Written instruction
Please count the lines in the material below that contain the string "body" and give only that number.

Input rows
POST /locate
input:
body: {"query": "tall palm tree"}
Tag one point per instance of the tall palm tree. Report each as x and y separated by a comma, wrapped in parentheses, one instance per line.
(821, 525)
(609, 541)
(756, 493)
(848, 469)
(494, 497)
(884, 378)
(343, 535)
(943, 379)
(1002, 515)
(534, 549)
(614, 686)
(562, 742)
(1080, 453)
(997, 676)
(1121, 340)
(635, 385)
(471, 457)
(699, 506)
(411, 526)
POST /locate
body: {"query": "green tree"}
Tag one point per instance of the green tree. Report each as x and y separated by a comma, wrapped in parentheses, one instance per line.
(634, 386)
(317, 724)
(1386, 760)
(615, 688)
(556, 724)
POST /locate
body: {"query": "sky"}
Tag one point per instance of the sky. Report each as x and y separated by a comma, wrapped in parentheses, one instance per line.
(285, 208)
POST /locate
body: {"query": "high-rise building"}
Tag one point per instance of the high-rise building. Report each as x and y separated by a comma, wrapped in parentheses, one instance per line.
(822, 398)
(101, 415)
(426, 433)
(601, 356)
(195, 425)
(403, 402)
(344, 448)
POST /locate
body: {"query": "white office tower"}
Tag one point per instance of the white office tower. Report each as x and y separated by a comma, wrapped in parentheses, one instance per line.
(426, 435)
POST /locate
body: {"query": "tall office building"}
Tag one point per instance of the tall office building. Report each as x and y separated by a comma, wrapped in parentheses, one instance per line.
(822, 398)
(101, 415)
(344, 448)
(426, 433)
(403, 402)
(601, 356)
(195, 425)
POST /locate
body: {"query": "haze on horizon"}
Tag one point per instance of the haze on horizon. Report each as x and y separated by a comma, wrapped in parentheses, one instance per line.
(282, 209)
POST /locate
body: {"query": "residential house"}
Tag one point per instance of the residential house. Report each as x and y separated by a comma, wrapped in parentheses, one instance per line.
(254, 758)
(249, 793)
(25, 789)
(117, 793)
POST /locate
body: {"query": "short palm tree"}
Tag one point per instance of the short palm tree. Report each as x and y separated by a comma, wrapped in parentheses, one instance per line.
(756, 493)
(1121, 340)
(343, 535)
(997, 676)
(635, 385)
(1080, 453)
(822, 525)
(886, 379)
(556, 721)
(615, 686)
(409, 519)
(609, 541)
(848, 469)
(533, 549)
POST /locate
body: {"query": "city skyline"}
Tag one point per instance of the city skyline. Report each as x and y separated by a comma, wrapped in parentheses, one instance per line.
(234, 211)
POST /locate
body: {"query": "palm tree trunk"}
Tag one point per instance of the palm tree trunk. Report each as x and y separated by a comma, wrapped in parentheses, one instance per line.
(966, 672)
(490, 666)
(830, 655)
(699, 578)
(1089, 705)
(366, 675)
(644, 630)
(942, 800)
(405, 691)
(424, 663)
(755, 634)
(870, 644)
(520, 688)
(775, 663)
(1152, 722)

Worked answer
11